_TEKS KUTIPAN_.
□ □ □ □ □

Oleh : Renne R.A Kawilarang, Ni Kumara Santi Dewi
VIVA.co.id - Hubungan diplomatik antara Indonesia dan Amerika Serikat sudah terjalin lebih dari setengah abad. AS menempatkan Duta Besar pertamanya di Jakarta pada 28 Desember 1949. Hubungan itu kemudian berkembang pesat, hingga di tahun 2010, Indonesia dan Negeri Paman Sam sepakat untuk meluncurkan kemitraan komprehensif.
Saat itu
pula, Barack Obama menjejakkan kaki untuk kali pertama sebagai Presiden
di Indonesia. Bagi Obama, Indonesia bukan tempat asing, karena dia
pernah menimba ilmu di SD Asisi, Menteng selama beberapa tahun.
Kendati
memiliki hubungan yang erat, namun masih banyak salah persepsi yang
timbul di warga kedua negara. Sebagian warga Indonesia berpikir
Pemerintah AS bersikap diskriminatif terhadap kaum minoritas, sementara
warga Negeri Paman Sam berpendapat Indonesia masih sama ketika dihajar
krisis ekonomi tahun 1998 lalu.

□ □ □ □ □

_TUJUAN A_.
Kembalikan bagian artikel tentang hubungan Indonesia dan Amerika Serikat secara persis, yakni seluruhnya mulai dari "Oleh : Renne" sampai ke "selama beberapa tahun.".
Artikel tersebut tidak memiliki kaitan apa pun dengan baris-baris data yang tercantum sesudahnya.

_Butir dari sebuah kumpulan data_.
□ □ □ □ □

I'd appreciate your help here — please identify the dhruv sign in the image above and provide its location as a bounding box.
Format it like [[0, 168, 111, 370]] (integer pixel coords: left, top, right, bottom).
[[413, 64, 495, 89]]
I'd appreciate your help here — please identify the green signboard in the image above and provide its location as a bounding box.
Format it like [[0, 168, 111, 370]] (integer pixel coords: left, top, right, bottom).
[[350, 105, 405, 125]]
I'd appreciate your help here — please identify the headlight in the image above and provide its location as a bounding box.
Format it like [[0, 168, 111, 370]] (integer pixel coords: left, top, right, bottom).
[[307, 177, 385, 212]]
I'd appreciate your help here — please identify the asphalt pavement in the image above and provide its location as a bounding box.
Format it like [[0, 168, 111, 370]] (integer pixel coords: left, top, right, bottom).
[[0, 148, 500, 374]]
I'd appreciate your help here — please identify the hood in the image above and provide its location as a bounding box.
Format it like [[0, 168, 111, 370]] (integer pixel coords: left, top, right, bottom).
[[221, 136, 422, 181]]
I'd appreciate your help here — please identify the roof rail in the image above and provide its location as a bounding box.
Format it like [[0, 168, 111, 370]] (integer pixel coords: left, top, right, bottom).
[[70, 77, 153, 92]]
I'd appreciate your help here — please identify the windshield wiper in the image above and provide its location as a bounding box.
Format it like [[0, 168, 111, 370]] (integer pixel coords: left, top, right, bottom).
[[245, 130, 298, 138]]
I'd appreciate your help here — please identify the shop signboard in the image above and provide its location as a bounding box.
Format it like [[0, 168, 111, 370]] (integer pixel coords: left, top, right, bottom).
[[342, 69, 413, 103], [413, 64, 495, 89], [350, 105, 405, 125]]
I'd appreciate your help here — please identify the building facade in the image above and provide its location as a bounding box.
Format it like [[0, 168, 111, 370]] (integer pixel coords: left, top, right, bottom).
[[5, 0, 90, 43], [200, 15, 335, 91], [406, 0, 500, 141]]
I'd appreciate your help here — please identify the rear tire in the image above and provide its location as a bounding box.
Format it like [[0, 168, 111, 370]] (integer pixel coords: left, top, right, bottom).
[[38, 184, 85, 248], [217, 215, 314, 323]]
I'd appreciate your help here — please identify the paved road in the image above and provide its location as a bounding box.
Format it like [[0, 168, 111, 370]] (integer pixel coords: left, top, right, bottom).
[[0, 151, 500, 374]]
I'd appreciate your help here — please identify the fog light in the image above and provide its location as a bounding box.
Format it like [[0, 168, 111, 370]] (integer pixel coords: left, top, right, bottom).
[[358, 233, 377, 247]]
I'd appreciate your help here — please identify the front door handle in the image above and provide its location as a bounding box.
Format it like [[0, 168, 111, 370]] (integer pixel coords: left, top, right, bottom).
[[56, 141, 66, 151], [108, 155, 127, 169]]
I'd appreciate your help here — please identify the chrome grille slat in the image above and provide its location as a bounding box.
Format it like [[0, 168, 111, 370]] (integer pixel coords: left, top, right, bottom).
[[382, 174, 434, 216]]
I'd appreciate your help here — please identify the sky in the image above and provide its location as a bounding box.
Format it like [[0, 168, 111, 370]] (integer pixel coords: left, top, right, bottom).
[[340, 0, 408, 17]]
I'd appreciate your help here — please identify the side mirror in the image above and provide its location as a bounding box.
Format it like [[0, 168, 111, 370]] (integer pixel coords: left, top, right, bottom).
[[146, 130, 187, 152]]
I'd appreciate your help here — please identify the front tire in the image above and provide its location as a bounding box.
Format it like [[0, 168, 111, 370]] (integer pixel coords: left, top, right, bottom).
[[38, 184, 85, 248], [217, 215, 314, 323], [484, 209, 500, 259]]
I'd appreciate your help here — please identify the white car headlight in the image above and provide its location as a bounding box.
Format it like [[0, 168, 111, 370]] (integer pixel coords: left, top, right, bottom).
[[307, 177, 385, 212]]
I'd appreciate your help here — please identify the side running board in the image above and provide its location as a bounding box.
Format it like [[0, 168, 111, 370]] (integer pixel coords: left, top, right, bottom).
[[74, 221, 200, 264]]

□ □ □ □ □

_TUJUAN B_.
Ketik ulang baris-baris data di atas tanpa perubahan, yaitu seluruhnya mulai dari baris yang memuat "I'd appreciate your help here — please identify the windshield" sampai ke baris yang memuat "89], [350, 105, 405, 125]]", termasuk kedua baris tersebut.

_JAWABAN AKHIR A_.
Oleh : Renne R.A Kawilarang, Ni Kumara Santi Dewi
VIVA.co.id - Hubungan diplomatik antara Indonesia dan Amerika Serikat sudah terjalin lebih dari setengah abad. AS menempatkan Duta Besar pertamanya di Jakarta pada 28 Desember 1949. Hubungan itu kemudian berkembang pesat, hingga di tahun 2010, Indonesia dan Negeri Paman Sam sepakat untuk meluncurkan kemitraan komprehensif.
Saat itu
pula, Barack Obama menjejakkan kaki untuk kali pertama sebagai Presiden
di Indonesia. Bagi Obama, Indonesia bukan tempat asing, karena dia
pernah menimba ilmu di SD Asisi, Menteng selama beberapa tahun.

_JAWABAN AKHIR B_.
I'd appreciate your help here — please identify the windshield wiper in the image above and provide its location as a bounding box.
Format it like [[0, 168, 111, 370]] (integer pixel coords: left, top, right, bottom).
[[245, 130, 298, 138]]
I'd appreciate your help here — please identify the shop signboard in the image above and provide its location as a bounding box.
Format it like [[0, 168, 111, 370]] (integer pixel coords: left, top, right, bottom).
[[342, 69, 413, 103], [413, 64, 495, 89], [350, 105, 405, 125]]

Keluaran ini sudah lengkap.